Start Information provided

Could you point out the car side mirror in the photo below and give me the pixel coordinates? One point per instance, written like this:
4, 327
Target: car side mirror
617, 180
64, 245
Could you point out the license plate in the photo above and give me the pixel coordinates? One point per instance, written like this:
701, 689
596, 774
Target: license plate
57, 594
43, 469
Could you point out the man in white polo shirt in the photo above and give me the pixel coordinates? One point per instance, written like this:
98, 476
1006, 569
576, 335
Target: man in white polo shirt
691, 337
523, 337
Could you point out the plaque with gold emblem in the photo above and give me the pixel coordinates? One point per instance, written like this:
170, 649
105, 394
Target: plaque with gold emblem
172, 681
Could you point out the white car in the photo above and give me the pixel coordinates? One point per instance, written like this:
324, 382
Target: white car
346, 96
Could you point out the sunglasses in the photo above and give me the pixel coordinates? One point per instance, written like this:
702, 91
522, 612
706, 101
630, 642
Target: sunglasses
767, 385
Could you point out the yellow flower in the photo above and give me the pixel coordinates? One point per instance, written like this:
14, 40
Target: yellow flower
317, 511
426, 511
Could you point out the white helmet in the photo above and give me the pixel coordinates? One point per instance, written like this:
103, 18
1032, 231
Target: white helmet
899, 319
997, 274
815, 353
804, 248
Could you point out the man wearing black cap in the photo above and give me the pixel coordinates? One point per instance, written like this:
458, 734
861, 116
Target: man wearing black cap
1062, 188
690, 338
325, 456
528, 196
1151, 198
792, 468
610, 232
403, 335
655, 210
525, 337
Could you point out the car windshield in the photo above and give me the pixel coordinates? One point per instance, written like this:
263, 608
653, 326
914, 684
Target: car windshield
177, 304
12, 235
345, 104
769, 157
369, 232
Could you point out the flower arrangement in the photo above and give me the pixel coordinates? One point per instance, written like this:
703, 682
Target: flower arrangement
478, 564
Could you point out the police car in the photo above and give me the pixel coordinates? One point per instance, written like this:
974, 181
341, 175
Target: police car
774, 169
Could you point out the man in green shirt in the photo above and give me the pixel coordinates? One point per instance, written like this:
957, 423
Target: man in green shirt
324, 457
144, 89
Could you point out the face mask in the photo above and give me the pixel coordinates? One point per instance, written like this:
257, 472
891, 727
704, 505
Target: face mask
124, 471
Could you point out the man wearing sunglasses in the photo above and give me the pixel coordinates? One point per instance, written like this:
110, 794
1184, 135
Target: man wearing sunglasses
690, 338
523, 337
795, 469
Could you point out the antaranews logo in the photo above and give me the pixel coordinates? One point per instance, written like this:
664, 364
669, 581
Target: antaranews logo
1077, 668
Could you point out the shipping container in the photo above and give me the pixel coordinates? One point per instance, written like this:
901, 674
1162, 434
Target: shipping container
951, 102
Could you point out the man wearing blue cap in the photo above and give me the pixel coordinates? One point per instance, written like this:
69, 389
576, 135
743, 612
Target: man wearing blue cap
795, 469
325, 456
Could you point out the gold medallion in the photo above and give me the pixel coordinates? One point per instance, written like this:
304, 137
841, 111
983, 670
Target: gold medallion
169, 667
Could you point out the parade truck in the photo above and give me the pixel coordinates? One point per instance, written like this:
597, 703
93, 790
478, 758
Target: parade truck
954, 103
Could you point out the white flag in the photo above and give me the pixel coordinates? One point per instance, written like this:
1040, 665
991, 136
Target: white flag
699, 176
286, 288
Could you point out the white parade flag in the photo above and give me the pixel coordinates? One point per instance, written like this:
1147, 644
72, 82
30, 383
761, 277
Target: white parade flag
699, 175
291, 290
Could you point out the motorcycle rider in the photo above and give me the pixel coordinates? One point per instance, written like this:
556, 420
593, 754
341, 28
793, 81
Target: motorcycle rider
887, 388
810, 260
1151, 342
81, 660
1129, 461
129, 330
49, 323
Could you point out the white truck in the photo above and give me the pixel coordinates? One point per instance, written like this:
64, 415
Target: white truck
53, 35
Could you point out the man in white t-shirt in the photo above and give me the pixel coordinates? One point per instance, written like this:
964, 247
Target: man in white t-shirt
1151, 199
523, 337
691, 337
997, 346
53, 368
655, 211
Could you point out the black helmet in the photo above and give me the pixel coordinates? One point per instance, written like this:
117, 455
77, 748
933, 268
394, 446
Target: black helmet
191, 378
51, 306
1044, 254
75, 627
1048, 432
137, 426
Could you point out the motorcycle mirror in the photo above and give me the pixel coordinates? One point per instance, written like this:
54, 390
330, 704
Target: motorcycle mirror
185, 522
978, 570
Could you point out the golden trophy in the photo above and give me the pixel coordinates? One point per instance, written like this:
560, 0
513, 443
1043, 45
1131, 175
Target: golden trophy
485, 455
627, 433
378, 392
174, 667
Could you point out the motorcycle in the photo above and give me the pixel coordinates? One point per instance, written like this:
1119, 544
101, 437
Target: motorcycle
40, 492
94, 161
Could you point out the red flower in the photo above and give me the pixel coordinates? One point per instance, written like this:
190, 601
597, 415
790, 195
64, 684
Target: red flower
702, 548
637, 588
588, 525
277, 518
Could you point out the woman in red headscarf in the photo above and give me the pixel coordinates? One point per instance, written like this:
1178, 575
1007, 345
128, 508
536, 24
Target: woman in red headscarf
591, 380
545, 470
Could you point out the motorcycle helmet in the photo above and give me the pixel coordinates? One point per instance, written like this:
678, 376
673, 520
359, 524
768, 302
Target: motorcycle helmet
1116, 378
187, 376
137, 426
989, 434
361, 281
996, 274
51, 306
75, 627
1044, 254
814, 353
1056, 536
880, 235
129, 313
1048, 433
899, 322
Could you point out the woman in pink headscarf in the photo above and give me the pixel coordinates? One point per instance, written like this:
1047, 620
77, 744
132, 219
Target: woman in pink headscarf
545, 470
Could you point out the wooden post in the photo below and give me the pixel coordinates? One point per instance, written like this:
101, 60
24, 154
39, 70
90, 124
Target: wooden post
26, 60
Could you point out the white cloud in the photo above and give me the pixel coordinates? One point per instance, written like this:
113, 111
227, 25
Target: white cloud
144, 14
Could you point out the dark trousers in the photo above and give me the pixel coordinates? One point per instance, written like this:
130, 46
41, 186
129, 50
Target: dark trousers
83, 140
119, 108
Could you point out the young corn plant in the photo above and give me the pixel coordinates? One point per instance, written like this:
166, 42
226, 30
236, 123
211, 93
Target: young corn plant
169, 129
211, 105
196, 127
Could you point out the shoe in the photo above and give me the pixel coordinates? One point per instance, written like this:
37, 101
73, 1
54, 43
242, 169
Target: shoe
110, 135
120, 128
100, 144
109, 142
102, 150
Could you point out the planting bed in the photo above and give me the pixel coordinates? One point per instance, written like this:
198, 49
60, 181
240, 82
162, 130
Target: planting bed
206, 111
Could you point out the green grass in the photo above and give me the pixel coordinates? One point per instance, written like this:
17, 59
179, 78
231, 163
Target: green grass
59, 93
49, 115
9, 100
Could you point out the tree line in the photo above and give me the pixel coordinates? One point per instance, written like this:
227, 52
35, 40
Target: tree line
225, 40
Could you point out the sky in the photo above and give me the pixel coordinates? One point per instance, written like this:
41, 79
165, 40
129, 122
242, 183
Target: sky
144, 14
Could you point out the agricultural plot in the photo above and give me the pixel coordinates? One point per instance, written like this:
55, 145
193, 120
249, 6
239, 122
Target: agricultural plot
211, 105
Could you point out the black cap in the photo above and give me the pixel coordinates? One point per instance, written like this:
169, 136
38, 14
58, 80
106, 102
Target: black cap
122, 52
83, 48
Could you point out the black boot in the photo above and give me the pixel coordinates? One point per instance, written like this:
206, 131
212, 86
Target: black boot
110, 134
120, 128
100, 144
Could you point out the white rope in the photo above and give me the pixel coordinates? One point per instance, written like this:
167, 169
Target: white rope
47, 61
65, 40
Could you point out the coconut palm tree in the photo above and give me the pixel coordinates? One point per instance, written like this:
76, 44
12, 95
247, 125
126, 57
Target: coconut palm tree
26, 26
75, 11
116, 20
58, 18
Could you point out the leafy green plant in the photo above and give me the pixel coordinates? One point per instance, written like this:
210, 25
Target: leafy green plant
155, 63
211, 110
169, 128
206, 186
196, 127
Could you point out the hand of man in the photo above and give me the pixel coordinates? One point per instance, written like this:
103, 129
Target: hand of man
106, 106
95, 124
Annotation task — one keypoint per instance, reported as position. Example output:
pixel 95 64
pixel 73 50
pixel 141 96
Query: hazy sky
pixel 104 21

End Information provided

_Exercise goal_
Retype only the lines running from the line with "Could you point out the white rope" to the end of the listing, including both of those lines.

_Output of the exercise_
Could you point out the white rope in the photo above and give me the pixel coordinates? One point per instance, written like this:
167, 169
Target: white rope
47, 61
65, 40
Could you point out the coconut palm tree in the photo above and give me the pixel coordinates? One point per instance, written like this:
76, 44
12, 95
247, 125
126, 57
Target: coconut palm tree
26, 26
75, 11
116, 20
58, 18
Could you point out the leafy green plant in the photo above and give me the pixel coordinates? One point per instance, written like this:
210, 25
Target: leafy green plant
155, 63
211, 110
169, 128
206, 186
196, 127
Could you point out the hand of man in the photo above and give me the pixel coordinates? One point per instance, written like this:
103, 129
Target: hand of man
106, 106
95, 124
Annotation task — one keypoint per instance, reported as position. Example output:
pixel 95 64
pixel 73 50
pixel 141 96
Query: hazy sky
pixel 104 21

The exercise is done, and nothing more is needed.